## Your task:
Starting at the line with "Where can you see the woman's eye in", retype every line through the end of the listing exactly as written, and nothing before it.

Supplied records section start

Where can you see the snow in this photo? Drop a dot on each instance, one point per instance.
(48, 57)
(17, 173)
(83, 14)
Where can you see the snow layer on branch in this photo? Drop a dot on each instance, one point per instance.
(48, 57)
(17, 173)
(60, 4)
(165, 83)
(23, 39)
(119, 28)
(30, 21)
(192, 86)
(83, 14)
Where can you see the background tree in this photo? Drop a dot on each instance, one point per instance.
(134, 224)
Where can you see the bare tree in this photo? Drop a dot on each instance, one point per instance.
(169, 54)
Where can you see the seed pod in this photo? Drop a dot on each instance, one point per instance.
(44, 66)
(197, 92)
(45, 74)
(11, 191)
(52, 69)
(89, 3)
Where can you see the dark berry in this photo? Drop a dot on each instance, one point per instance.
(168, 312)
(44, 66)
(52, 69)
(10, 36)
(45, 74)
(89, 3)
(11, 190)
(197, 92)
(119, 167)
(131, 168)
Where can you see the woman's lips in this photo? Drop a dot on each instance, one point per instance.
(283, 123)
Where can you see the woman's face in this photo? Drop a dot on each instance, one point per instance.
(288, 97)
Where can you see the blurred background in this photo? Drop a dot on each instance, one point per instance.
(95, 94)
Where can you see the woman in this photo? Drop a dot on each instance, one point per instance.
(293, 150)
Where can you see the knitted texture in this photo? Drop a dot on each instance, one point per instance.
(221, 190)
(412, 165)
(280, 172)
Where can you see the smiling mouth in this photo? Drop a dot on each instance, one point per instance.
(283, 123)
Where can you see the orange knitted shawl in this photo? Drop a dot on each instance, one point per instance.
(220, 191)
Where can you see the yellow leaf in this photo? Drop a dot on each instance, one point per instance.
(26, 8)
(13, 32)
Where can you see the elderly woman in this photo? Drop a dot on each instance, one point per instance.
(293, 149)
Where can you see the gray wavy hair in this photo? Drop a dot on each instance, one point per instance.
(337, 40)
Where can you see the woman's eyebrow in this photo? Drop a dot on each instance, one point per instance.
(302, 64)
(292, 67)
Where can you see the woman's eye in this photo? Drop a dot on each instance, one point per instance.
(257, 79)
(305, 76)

Supplied records section end

## Exercise output:
Where can you see the woman's eye in this photo? Drop a dot on each instance, one point per instance.
(257, 79)
(305, 76)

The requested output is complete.